(QUESTIONS):
(A) Do these statements agree with the prompt examples? Answer yes or no for each and quote the words that decide it. (i) The contract review example limits itself to English law. (ii) The clause comparisons example asks for entire clauses to be restated. (iii) In the compliance checks example, the role is a UK commercial lawyer.
(B) In the prompt examples, what columns should the clause comparisons table have?

(TEXT SEGMENT):

Here are some ready-to-copy examples that you can adapt. Each follows the structure of Role → Task → Outcome → Guardrails.

Contract review

Prompt:

Role: UK commercial lawyer.

Task: Review this supplier agreement for GDPR compliance.

Outcome: Highlight clauses on data retention, transfers, and access rights that deviate from standard practice. Suggest alternative wording where needed.

Guardrails: English law only. Quote exact clauses rather than paraphrasing.

Compliance checks

Prompt:

Role: Compliance counsel.

Task: Check this outsourcing contract against DORA requirements.

Outcome: List any non-compliant clauses with the specific DORA article they conflict with and propose corrections.

Guardrails: Use current regulatory language. Provide references.

Clause comparisons

Prompt:

Role: Contracts counsel.

Task: Compare the limitation of liability clauses in these two contracts.

Outcome: Table with columns: Issue | Contract A | Contract B | Standard Position.

Guardrails: Identify material differences only. Do not restate entire clauses.

Drafting

Prompt:

Role: UK technology lawyer.

Task: Draft a service agreement for IT support based on our standard terms.

Outcome: Full draft including confidentiality, liability, and data protection clauses.

Guardrails: GDPR compliance required. Use plain English. Limit indemnities to direct losses only.

(DATASET EXTRACT):
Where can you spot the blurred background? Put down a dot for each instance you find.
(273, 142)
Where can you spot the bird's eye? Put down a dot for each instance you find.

(REPLIES):
(A)
(i) Yes: "English law only."
(ii) No: "Do not restate entire clauses."
(iii) No: "Role: Compliance counsel."

(B) Issue, Contract A, Contract B, and Standard Position.